**TEXT BLOCK**

** START **

No that's no good because you eliminated p from the first two,
so you must also eliminate p from a different pair of equations 
both of which have p in them.  What you got does not contain p.  So
you must first eliminate p from the 1st and 3rd, by subtracting the 
3rd from the 1st:   


     d +  n + p =  21
   -(    5n + p =  41)
   -------------------
     d - 4n     = -20

Now take what you got from subtracting the first two: 

    9d + 4n     = 100

and put that with it and add the two equations:

    9d + 4n     = 100
     d - 4n     = -20
    -----------------
   10d          =  80
              d =   8

Now substitute 8 for d in  

         d - 4n = -20
         8 - 4n = -20 
            -4n = -28
              n =   7

Now substitute both d = 8 and n = 7 in one of the original equations, 
say, the easiest one:

      d + n + p = 21
      8 + 7 + p = 21
         15 + p = 21 
              p = 6

So the solution is (d,n,p) = (8,7,6)

Now we check:

8   dimes = 8 coins
7 nickels = 7 coins
6 pennies = 6 coins
-------------------
           21 coins, that checks!  

8 dimes   = 80 cents
7 nickels = 35 cents
6 pennies =  6 cents
--------------------
           121 cents or $1.21, that checks!


If you take the dimes away, you have only the 7 nickels
and the 6 pennies

7 nickels = 35 cents
6 pennies =  6 cents
--------------------
            41 cents, that checks!

So the answer is correct.

Edwin</pre>

** END **

**TASKS TO CARRY OUT**
1. In the coin-problem solution, how many pennies does the final answer give?
2. Put the records from the line containing "tag the white filament tuft" through the line containing "<point>284,114</point>" into a two-column CSV with the headers text and answer, one row per record. Quote every field and replace any line breaks with spaces.
The text and the records have nothing to do with each other.

**RECORDS SHOWN**

** START **

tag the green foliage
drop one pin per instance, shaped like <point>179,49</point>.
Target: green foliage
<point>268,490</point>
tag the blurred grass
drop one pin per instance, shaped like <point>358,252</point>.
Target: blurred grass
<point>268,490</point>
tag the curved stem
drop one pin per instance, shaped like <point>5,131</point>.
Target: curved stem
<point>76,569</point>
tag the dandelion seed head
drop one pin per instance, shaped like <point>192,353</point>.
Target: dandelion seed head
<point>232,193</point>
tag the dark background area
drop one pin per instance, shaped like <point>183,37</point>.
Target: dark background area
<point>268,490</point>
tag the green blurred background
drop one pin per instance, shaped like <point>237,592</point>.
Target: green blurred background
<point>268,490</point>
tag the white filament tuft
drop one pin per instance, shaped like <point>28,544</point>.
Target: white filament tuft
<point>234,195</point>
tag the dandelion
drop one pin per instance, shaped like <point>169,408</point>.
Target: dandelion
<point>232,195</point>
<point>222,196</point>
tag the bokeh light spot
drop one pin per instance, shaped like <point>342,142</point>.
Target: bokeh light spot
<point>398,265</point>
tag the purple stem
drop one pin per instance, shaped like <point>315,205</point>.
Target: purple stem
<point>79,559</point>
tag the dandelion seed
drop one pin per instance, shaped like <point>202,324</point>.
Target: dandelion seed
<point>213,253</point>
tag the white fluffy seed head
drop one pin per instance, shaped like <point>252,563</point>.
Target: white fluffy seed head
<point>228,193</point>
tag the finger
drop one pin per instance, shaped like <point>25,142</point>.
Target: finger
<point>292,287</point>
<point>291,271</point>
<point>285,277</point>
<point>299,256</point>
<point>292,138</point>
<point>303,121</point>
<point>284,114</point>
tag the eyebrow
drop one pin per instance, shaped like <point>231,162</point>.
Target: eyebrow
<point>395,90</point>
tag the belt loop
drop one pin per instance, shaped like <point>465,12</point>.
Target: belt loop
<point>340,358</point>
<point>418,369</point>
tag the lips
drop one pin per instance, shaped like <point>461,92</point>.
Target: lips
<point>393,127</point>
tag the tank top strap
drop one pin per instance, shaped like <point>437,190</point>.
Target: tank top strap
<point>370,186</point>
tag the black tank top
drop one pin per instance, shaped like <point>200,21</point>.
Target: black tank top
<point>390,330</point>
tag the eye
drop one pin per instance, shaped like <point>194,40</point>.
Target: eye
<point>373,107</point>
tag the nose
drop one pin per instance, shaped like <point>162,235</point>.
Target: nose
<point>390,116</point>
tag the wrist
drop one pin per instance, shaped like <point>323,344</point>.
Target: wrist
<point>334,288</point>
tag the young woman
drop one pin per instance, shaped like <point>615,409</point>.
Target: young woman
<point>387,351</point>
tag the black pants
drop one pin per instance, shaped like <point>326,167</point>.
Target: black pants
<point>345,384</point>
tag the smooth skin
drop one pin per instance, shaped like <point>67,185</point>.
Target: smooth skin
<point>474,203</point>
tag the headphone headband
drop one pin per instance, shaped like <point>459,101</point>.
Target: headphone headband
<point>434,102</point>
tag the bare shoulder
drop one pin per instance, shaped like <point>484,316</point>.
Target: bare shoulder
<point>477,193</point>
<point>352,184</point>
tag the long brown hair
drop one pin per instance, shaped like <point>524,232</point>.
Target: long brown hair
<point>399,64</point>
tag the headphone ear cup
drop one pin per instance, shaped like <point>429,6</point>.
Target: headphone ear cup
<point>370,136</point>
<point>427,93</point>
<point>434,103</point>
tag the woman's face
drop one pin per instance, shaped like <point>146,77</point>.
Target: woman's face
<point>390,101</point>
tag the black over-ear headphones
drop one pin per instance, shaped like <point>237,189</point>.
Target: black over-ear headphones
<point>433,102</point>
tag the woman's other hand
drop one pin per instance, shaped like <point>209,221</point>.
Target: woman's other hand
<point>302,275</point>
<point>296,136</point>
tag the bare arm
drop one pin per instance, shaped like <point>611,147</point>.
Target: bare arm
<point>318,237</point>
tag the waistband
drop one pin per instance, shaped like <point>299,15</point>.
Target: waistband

** END **

**PROBLEM SOLUTIONS**
1. 6 pennies

2.
text,answer
"tag the white filament tuft drop one pin per instance, shaped like <point>28,544</point>. Target: white filament tuft","<point>234,195</point>"
"tag the dandelion drop one pin per instance, shaped like <point>169,408</point>. Target: dandelion","<point>232,195</point> <point>222,196</point>"
"tag the bokeh light spot drop one pin per instance, shaped like <point>342,142</point>. Target: bokeh light spot","<point>398,265</point>"
"tag the purple stem drop one pin per instance, shaped like <point>315,205</point>. Target: purple stem","<point>79,559</point>"
"tag the dandelion seed drop one pin per instance, shaped like <point>202,324</point>. Target: dandelion seed","<point>213,253</point>"
"tag the white fluffy seed head drop one pin per instance, shaped like <point>252,563</point>. Target: white fluffy seed head","<point>228,193</point>"
"tag the finger drop one pin per instance, shaped like <point>25,142</point>. Target: finger","<point>292,287</point> <point>291,271</point> <point>285,277</point> <point>299,256</point> <point>292,138</point> <point>303,121</point> <point>284,114</point>"